__Task requirements__: Your task is to restate the data word for word.

___ Entries shown ___

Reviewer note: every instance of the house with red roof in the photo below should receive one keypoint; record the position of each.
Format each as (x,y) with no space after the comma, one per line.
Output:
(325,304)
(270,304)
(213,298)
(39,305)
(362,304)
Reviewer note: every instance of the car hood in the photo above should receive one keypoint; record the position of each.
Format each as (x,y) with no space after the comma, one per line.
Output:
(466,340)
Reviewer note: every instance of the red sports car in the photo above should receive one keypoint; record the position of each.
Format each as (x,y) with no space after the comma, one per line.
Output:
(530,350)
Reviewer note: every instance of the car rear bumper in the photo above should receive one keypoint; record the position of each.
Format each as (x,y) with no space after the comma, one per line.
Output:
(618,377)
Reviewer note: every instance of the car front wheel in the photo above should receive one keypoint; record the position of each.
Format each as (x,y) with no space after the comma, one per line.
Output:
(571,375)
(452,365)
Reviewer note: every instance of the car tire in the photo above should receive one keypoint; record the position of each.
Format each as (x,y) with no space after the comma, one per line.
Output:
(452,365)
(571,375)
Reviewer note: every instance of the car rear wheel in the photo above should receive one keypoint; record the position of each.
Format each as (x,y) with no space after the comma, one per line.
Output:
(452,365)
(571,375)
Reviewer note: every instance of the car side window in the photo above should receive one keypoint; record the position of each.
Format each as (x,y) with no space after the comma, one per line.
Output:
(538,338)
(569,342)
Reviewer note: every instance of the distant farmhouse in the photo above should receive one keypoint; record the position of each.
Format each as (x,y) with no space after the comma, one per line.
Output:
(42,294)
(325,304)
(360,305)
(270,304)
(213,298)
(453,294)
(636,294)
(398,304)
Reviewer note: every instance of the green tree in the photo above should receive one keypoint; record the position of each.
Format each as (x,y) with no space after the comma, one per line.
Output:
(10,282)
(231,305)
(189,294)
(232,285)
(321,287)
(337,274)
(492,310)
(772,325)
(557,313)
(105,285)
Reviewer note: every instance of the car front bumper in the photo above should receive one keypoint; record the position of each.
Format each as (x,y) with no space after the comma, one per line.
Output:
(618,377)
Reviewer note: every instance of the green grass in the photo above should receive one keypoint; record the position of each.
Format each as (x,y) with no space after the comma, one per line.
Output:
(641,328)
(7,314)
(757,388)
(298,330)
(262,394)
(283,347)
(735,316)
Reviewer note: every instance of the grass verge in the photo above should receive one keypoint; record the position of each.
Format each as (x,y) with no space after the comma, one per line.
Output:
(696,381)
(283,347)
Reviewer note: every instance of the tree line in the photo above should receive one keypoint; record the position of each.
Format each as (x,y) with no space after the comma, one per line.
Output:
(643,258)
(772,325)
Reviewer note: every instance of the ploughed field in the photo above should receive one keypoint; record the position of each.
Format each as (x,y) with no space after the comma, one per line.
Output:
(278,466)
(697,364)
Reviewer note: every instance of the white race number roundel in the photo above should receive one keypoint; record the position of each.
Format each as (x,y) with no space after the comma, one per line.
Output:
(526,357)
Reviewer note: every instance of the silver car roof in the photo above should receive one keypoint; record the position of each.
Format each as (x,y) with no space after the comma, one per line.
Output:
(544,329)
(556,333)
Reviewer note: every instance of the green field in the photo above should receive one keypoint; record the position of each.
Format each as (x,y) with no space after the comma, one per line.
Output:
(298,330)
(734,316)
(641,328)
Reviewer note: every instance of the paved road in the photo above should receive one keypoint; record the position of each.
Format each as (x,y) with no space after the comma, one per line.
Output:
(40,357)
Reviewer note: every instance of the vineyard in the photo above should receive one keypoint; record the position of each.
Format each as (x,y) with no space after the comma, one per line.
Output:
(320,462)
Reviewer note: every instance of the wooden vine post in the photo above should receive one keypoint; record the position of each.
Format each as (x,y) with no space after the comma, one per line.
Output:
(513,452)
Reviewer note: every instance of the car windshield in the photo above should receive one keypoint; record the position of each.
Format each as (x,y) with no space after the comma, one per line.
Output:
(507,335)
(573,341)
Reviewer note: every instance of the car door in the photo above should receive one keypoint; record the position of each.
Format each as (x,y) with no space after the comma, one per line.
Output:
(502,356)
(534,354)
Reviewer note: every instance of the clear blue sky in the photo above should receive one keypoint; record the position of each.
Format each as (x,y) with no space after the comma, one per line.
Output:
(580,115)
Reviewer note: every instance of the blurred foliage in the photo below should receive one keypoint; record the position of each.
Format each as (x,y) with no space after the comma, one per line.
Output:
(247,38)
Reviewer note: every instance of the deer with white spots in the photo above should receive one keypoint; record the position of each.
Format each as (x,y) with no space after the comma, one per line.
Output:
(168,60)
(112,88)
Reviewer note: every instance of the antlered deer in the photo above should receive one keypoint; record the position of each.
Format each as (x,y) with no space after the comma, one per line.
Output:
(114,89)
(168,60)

___

__The answer__:
Reviewer note: every instance of the house with red roof in the photo below should receive one keypoint; record the position of each.
Format each as (x,y) with no space after the comma, one per line.
Output:
(325,304)
(270,304)
(213,298)
(39,305)
(362,304)
Reviewer note: every instance of the car hood in the photo above should receive one keypoint; record the position of each.
Format each as (x,y) with no space after the comma, one per line.
Output:
(466,340)
Reviewer note: every instance of the red sports car in the photo above should receive one keypoint; record the position of each.
Format each as (x,y) with no space after the comma, one per line.
Output:
(530,350)
Reviewer note: every instance of the car rear bumper in the photo above should receive one keypoint; record the position of each.
Format each as (x,y) with no space after the comma, one per line.
Output:
(618,377)
Reviewer note: every instance of the car front wheel in the photo above should receive one keypoint; record the position of each.
Format each as (x,y) with no space after the comma, one per line.
Output:
(571,375)
(452,365)
Reviewer note: every instance of the car tire in the photo above should receive one keypoint; record the position of each.
Format each as (x,y) with no space after the comma, one per line.
Output:
(452,365)
(571,375)
Reviewer note: every instance of the car rear wheel in the photo above should receive one keypoint; record the position of each.
Format each as (x,y) with no space after the comma, one per line.
Output:
(452,365)
(571,375)
Reviewer note: every instance of the car side window in the photo above should receive one keypoint; record the position of each.
Format each as (x,y) with no space after the comma, one per line.
Output:
(538,338)
(569,342)
Reviewer note: every instance of the distant farmhouse in the photo above should receive one keypoint; record the position of each.
Format each as (x,y) with no space after the comma, one per line.
Output:
(42,294)
(325,304)
(360,305)
(270,304)
(213,298)
(453,294)
(636,294)
(398,304)
Reviewer note: every instance of the green tree in the photo above should receive one keypoint; record the position of each.
Format each as (x,y) with no space after the comma, one per line.
Output:
(10,282)
(231,305)
(189,294)
(232,285)
(321,287)
(337,274)
(492,310)
(772,325)
(557,313)
(105,285)
Reviewer note: every instance of the car front bumper in the photo above should receive one keypoint; record the position of each.
Format each as (x,y) with no space after the comma, one per line.
Output:
(618,377)
Reviewer note: every instance of the green grass in the photo above should receive one keypoint; record the position of each.
Format each as (x,y) with no space after the comma, one per line.
Output:
(641,328)
(7,314)
(757,388)
(298,330)
(262,394)
(283,347)
(735,316)
Reviewer note: every instance of the grass verge in the photo above should receive one keypoint; record the position of each.
Format each as (x,y) with no space after the comma, one per line.
Output:
(696,381)
(283,347)
Reviewer note: every instance of the tree line in the photo above should receive one keypoint; record the position of each.
Format each as (x,y) with no space after the comma, one per line.
Output:
(643,258)
(772,325)
Reviewer note: every instance of the ploughed field in the photo above should receive one keypoint; record the position of each.
Format each as (x,y) with no space after the comma, one per line.
Output:
(278,466)
(697,364)
Reviewer note: every instance of the white race number roundel in the photo above should receive one keypoint; record the position of each.
Format each as (x,y) with no space after the comma, one per line.
Output:
(526,357)
Reviewer note: every instance of the silver car roof in the photo above should receive one keypoint; record the position of each.
Format each as (x,y) with no space after the comma, one per line.
Output:
(544,329)
(556,333)
Reviewer note: every instance of the green field in the photo above should receive one keypoint; record the position of each.
Format each as (x,y) with no space after the comma, one per line.
Output:
(298,330)
(734,316)
(641,328)
Reviewer note: every instance of the paved road in the photo above should receive one keypoint; record the position of each.
Format each as (x,y) with no space after the comma, one per line.
Output:
(40,357)
Reviewer note: every instance of the vineyard in the photo above should receive one keypoint; record the position of each.
Format each as (x,y) with no space after the comma, one per line.
Output:
(320,462)
Reviewer note: every instance of the wooden vine post in the photo above should receive one keypoint; record the position of each.
Format each as (x,y) with no space after the comma, one per line.
Output:
(513,452)
Reviewer note: every instance of the car windshield in the photo above should receive one keypoint; record the position of each.
Format each as (x,y) with no space after the comma, one per line.
Output:
(507,335)
(573,341)
Reviewer note: every instance of the car door in the photo above should receive one keypoint; record the position of each.
Format each as (x,y) with no space after the comma, one per line.
Output:
(502,356)
(534,354)
Reviewer note: every instance of the clear blue sky in the photo above should receive one keypoint; record the position of each.
Format each as (x,y) with no space after the comma, one per line.
Output:
(580,115)
Reviewer note: every instance of the blurred foliage in the photo below should receive one keypoint; record the position of each.
Format each as (x,y) with no space after the comma, one per line.
Output:
(247,38)
Reviewer note: every instance of the deer with white spots in the photo above should receive one keypoint; record the position of each.
Format each as (x,y) with no space after the comma, one per line.
Output:
(168,60)
(112,88)
Reviewer note: every instance of the antlered deer in the photo above should receive one keypoint; record the position of each.
Format each as (x,y) with no space after the comma, one per line.
Output:
(114,89)
(168,60)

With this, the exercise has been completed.